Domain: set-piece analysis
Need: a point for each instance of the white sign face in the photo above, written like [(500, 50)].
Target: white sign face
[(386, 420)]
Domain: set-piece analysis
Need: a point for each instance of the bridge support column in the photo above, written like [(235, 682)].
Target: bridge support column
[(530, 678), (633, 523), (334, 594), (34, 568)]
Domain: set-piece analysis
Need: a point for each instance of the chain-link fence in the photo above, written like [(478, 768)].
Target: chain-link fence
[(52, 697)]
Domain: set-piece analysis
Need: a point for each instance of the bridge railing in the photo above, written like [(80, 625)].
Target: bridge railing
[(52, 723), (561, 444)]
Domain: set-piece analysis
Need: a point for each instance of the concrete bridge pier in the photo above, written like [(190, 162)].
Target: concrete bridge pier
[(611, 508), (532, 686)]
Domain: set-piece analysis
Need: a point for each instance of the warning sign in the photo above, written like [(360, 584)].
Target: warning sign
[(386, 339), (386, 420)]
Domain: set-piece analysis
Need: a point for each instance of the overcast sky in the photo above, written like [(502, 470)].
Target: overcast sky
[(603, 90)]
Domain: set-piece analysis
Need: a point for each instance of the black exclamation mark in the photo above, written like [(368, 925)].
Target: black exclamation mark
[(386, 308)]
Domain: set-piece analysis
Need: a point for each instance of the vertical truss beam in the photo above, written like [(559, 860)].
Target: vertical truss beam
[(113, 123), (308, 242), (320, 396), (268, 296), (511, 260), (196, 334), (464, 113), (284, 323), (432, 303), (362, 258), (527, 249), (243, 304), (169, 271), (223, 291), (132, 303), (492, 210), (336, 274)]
------
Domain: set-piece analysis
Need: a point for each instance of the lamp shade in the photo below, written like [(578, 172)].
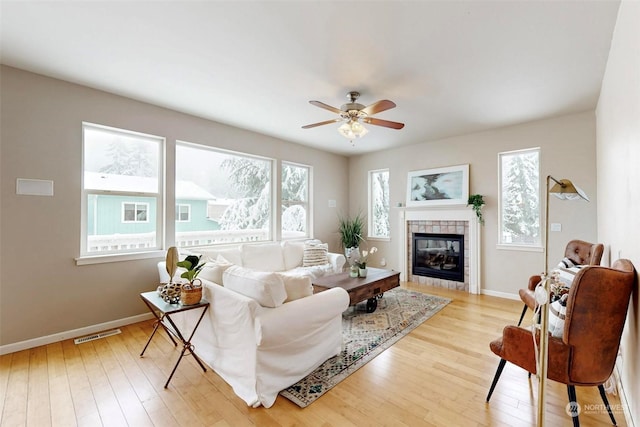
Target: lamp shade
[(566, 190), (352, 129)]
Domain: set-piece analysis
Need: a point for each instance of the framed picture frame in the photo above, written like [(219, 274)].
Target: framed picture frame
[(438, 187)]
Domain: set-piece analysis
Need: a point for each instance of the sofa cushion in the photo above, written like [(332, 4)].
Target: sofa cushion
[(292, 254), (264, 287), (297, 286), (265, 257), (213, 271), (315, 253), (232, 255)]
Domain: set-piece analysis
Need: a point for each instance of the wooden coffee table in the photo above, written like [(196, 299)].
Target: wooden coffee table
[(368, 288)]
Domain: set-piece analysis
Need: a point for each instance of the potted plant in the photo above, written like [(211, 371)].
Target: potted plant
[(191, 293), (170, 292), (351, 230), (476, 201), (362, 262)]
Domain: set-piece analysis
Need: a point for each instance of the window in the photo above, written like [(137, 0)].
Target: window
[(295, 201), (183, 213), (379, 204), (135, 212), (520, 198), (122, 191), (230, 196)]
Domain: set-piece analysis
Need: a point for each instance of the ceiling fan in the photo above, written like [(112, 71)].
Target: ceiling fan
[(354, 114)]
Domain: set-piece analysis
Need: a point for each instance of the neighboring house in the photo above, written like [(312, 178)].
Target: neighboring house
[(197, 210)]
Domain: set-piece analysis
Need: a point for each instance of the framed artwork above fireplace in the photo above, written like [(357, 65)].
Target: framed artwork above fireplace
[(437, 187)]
------
* [The task]:
Gather each line of the items above that contains the word "bridge", treating uppercase and lowercase letters as different.

* [Right answer]:
Need: a point for each instance of the bridge support column in the photo above, written like [(235, 682)].
Target: bridge support column
Need: a point for each instance of the bridge railing in the photo above, written like [(80, 625)].
Target: bridge railing
Need: a point for each instance of the concrete bridge pier in the photo above, written like [(190, 162)].
Target: concrete bridge pier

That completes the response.